**Dataset records:**
BEGIN
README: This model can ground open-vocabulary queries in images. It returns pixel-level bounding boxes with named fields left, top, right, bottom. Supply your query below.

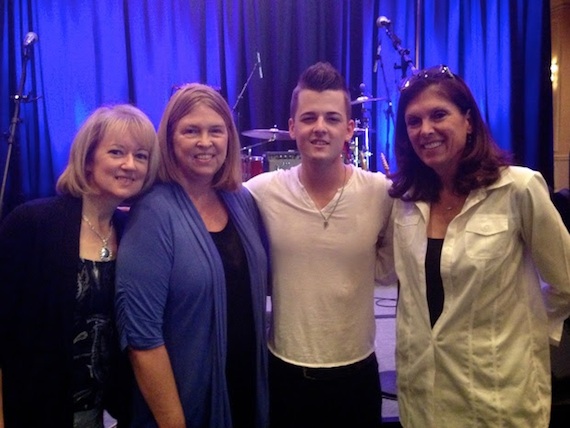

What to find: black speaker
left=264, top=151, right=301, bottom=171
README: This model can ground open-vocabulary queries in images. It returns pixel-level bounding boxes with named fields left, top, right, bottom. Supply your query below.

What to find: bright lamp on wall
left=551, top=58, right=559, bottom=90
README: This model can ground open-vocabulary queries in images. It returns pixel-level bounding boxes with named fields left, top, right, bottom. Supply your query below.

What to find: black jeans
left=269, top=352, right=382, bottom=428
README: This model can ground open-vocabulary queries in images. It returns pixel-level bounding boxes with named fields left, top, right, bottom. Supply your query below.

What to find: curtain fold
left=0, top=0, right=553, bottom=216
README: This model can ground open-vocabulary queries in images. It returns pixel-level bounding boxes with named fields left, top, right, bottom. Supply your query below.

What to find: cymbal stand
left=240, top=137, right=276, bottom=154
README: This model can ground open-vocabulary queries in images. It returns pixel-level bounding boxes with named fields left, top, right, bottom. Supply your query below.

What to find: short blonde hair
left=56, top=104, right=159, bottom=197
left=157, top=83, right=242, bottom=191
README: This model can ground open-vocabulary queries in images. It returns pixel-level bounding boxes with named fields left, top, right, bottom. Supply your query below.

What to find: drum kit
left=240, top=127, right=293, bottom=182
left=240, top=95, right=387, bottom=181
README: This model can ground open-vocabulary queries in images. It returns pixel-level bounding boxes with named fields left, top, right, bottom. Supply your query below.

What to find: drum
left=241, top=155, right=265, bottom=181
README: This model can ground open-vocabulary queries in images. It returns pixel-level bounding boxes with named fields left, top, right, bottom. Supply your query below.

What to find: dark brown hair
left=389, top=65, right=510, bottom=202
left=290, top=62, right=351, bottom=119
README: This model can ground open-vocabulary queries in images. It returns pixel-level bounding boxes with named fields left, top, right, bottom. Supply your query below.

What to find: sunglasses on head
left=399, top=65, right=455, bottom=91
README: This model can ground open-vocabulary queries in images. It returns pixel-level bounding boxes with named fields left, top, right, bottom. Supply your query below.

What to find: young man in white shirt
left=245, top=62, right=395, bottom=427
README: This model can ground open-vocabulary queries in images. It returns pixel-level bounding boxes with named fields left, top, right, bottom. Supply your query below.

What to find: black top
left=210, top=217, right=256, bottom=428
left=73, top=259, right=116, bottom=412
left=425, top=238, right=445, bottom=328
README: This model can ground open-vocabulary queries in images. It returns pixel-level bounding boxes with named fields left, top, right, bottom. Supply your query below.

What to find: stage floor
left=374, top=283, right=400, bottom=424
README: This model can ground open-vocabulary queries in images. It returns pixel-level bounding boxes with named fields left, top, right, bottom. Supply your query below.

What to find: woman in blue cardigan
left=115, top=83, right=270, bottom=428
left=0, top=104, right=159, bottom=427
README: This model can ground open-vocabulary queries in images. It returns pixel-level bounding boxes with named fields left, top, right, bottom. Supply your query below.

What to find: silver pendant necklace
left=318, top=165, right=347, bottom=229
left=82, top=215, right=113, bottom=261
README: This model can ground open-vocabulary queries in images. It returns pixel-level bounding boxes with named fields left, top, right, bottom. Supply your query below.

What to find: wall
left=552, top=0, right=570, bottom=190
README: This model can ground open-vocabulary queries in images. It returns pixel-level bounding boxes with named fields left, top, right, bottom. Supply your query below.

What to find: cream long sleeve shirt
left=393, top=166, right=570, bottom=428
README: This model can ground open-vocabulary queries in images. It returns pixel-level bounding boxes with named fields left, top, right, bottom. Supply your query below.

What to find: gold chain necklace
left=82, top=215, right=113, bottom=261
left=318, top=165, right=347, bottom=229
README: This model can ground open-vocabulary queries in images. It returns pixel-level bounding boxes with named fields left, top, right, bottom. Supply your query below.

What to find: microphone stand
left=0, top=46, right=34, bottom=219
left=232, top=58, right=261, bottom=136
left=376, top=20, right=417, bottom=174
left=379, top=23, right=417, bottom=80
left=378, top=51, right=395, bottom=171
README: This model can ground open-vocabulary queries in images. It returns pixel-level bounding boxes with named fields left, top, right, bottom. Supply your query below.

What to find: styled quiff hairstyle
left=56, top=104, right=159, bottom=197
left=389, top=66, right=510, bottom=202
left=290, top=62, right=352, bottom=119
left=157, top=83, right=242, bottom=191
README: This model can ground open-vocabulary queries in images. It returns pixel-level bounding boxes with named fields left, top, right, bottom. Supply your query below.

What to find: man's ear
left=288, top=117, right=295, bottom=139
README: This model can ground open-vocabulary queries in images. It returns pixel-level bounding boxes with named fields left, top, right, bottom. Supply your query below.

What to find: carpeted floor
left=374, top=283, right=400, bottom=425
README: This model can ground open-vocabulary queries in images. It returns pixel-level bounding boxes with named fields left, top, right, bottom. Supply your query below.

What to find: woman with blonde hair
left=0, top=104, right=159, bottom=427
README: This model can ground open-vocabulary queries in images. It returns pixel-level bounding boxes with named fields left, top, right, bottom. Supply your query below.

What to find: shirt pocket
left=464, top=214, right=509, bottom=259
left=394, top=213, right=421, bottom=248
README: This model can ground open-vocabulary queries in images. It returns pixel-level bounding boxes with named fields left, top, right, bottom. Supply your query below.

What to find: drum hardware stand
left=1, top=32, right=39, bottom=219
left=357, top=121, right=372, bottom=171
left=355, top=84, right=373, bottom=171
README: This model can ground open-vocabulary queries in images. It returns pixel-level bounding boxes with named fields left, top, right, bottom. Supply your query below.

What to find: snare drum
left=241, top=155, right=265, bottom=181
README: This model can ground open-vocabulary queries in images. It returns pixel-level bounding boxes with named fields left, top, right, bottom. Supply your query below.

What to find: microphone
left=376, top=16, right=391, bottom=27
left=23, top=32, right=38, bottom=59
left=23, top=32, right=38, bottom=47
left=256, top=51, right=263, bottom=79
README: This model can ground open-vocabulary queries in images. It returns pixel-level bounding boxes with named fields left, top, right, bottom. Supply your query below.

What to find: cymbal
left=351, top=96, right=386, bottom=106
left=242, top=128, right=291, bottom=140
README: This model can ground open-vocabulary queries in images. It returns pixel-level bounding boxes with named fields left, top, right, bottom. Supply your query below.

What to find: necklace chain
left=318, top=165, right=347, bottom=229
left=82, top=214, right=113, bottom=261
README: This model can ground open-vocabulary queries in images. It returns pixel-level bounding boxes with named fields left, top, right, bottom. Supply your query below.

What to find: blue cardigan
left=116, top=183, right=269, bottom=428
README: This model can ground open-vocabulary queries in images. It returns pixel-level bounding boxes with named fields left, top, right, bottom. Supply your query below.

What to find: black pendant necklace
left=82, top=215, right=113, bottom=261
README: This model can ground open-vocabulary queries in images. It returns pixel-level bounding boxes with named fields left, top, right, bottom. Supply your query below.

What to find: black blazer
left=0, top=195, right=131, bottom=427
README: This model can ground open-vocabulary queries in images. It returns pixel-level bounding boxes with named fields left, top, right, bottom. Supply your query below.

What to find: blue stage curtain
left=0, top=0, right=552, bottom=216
END
**Task brief:** Leaving every image behind, repeat the data in full and exactly.

**Answer section:**
README: This model can ground open-vocabulary queries in images. It returns pixel-level bounding boxes with named fields left, top, right, bottom. Supply your query below.


What to find: black speaker
left=264, top=151, right=301, bottom=171
README: This model can ground open-vocabulary queries in images. It returns pixel-level bounding boxes with named fields left, top, right, bottom. Supply your query below.

What to find: bright lamp on wall
left=551, top=58, right=559, bottom=90
README: This model can ground open-vocabulary queries in images. It returns pixel-level bounding boxes with named fields left, top, right, bottom. Supply your query below.

What to find: black jeans
left=269, top=352, right=382, bottom=428
README: This model can ground open-vocabulary queries in images. It returns pixel-level bounding boxes with named fields left, top, right, bottom. Supply your query below.

What to find: curtain fold
left=0, top=0, right=553, bottom=216
README: This model can ground open-vocabulary queries in images. It returns pixel-level bounding boxes with named fields left, top, right, bottom. Supply your query below.

What to find: cymbal stand
left=240, top=137, right=276, bottom=154
README: This model can ground open-vocabulary queries in images. It returns pixel-level bounding boxes with named fields left, top, right, bottom. Supply your query below.

What to find: short blonde hair
left=56, top=104, right=159, bottom=197
left=157, top=83, right=242, bottom=191
README: This model can ground open-vocabulary queries in images. It returns pixel-level bounding boxes with named fields left, top, right, bottom. Supply your query below.

What to find: drum kit
left=240, top=127, right=293, bottom=182
left=240, top=95, right=387, bottom=181
README: This model can ground open-vocabulary queries in images. It returns pixel-level bounding boxes with named fields left, top, right, bottom. Supply your query below.

What to find: drum
left=241, top=155, right=265, bottom=181
README: This model can ground open-vocabulary queries in images. It returns pixel-level bounding boxes with named fields left, top, right, bottom. Supply your query below.

What to find: dark brown hair
left=389, top=65, right=510, bottom=202
left=290, top=62, right=351, bottom=119
README: This model can ground open-vocabulary queries in images. It returns pixel-level bounding boxes with named fields left, top, right, bottom. Supply your query below.

What to find: sunglasses on head
left=399, top=65, right=455, bottom=91
README: This model can ground open-vocabulary queries in images. It returns pixel-level bounding boxes with named fields left, top, right, bottom. Supply your query below.

What to find: young man in white shirt
left=245, top=62, right=395, bottom=427
README: This model can ground open-vocabulary queries in images. It returns pixel-level bounding boxes with named fields left, top, right, bottom. Supply your query below.

What to find: black top
left=210, top=217, right=256, bottom=428
left=73, top=259, right=116, bottom=412
left=425, top=238, right=445, bottom=328
README: This model can ground open-vocabulary queries in images. It returns pixel-level bounding boxes with named fields left, top, right, bottom. Supply your query below.

What to find: stage floor
left=374, top=283, right=400, bottom=424
README: This model can ground open-vocabulary queries in images. It returns pixel-level bounding boxes with named fields left, top, right, bottom. Supply your query below.

What to find: woman in blue cardigan
left=115, top=83, right=270, bottom=428
left=0, top=104, right=159, bottom=427
README: This model can ground open-vocabulary queries in images. It returns pixel-level bounding boxes with named fields left, top, right, bottom. Supply your query below.

What to find: silver pendant necklace
left=318, top=165, right=347, bottom=229
left=82, top=215, right=113, bottom=261
README: This model can ground open-vocabulary queries in images. It returns pixel-level bounding boxes with named fields left, top, right, bottom. Supply your query below.

What to find: wall
left=552, top=0, right=570, bottom=190
README: This model can ground open-vocabulary queries in images. It returns pixel-level bounding boxes with named fields left, top, right, bottom. Supply your query below.

What to find: cream long sleeve shirt
left=393, top=166, right=570, bottom=428
README: This model can ground open-vocabulary queries in images. It returns pixel-level bounding boxes with named fields left, top, right, bottom. Supply your query below.

What to find: gold chain necklace
left=82, top=215, right=113, bottom=261
left=318, top=165, right=347, bottom=229
README: This model can ground open-vocabulary queries in images. It returns pixel-level bounding boxes with named fields left, top, right, bottom. Supply your query below.

What to find: microphone stand
left=0, top=46, right=34, bottom=219
left=232, top=58, right=261, bottom=136
left=376, top=20, right=417, bottom=174
left=379, top=23, right=417, bottom=80
left=378, top=51, right=395, bottom=171
README: This model can ground open-vocabulary queries in images. It returns pixel-level bounding boxes with named fields left, top, right, bottom. Supply your query below.

What to find: styled quiff hairstyle
left=56, top=104, right=159, bottom=197
left=389, top=66, right=510, bottom=202
left=290, top=62, right=352, bottom=119
left=157, top=83, right=242, bottom=191
README: This model can ground open-vocabulary queries in images. It returns pixel-level bounding boxes with named fields left, top, right, bottom. Supply your query below.

What to find: man's ear
left=288, top=117, right=295, bottom=139
README: This model can ground open-vocabulary queries in images. It returns pixel-level bounding boxes with named fields left, top, right, bottom. Supply your query below.

What to find: carpeted floor
left=374, top=283, right=400, bottom=425
README: This model can ground open-vocabulary queries in images. It returns pixel-level bounding boxes with named fields left, top, right, bottom. Supply your query below.

What to find: woman with blonde hair
left=0, top=104, right=159, bottom=427
README: This model can ground open-vocabulary queries in images. It returns pixel-level bounding boxes with named fields left, top, right, bottom. Supply your query below.

What to find: shirt pocket
left=464, top=214, right=509, bottom=259
left=394, top=213, right=421, bottom=248
README: This model can ground open-vocabulary queries in images. It returns pixel-level bounding boxes with named fields left, top, right, bottom. Supply your query below.

What to find: drum hardware stand
left=1, top=32, right=39, bottom=219
left=357, top=121, right=372, bottom=171
left=355, top=84, right=373, bottom=171
README: This model can ground open-vocabulary queries in images. It returns pixel-level bounding boxes with named fields left, top, right, bottom. Supply your query below.

What to find: snare drum
left=241, top=155, right=265, bottom=181
README: This model can ground open-vocabulary queries in images. It returns pixel-level bounding boxes with named fields left, top, right, bottom. Supply your query below.

What to find: microphone
left=376, top=16, right=391, bottom=27
left=23, top=32, right=38, bottom=59
left=23, top=32, right=38, bottom=47
left=256, top=51, right=263, bottom=79
README: This model can ground open-vocabulary queries in images. It returns pixel-level bounding boxes with named fields left, top, right, bottom. Supply your query below.

What to find: cymbal
left=351, top=96, right=386, bottom=106
left=242, top=128, right=291, bottom=140
README: This model can ground open-vocabulary queries in images. It returns pixel-level bounding boxes with named fields left, top, right, bottom. Supply your query below.

What to find: necklace chain
left=318, top=165, right=347, bottom=229
left=82, top=214, right=113, bottom=261
README: This model can ground open-vocabulary queries in images. It returns pixel-level bounding boxes with named fields left, top, right, bottom. Supply your query below.

What to find: blue cardigan
left=116, top=183, right=269, bottom=428
README: This model can ground open-vocabulary queries in images. It returns pixel-level bounding boxes with named fields left, top, right, bottom. Supply your query below.

What to find: black pendant necklace
left=82, top=215, right=113, bottom=261
README: This model can ground open-vocabulary queries in images. It returns pixel-level bounding boxes with named fields left, top, right, bottom. Supply your query below.

What to find: black blazer
left=0, top=195, right=131, bottom=427
README: This model can ground open-vocabulary queries in images. It returns pixel-level bounding boxes with named fields left, top, right, bottom. Supply your query below.

What to find: blue stage curtain
left=0, top=0, right=552, bottom=216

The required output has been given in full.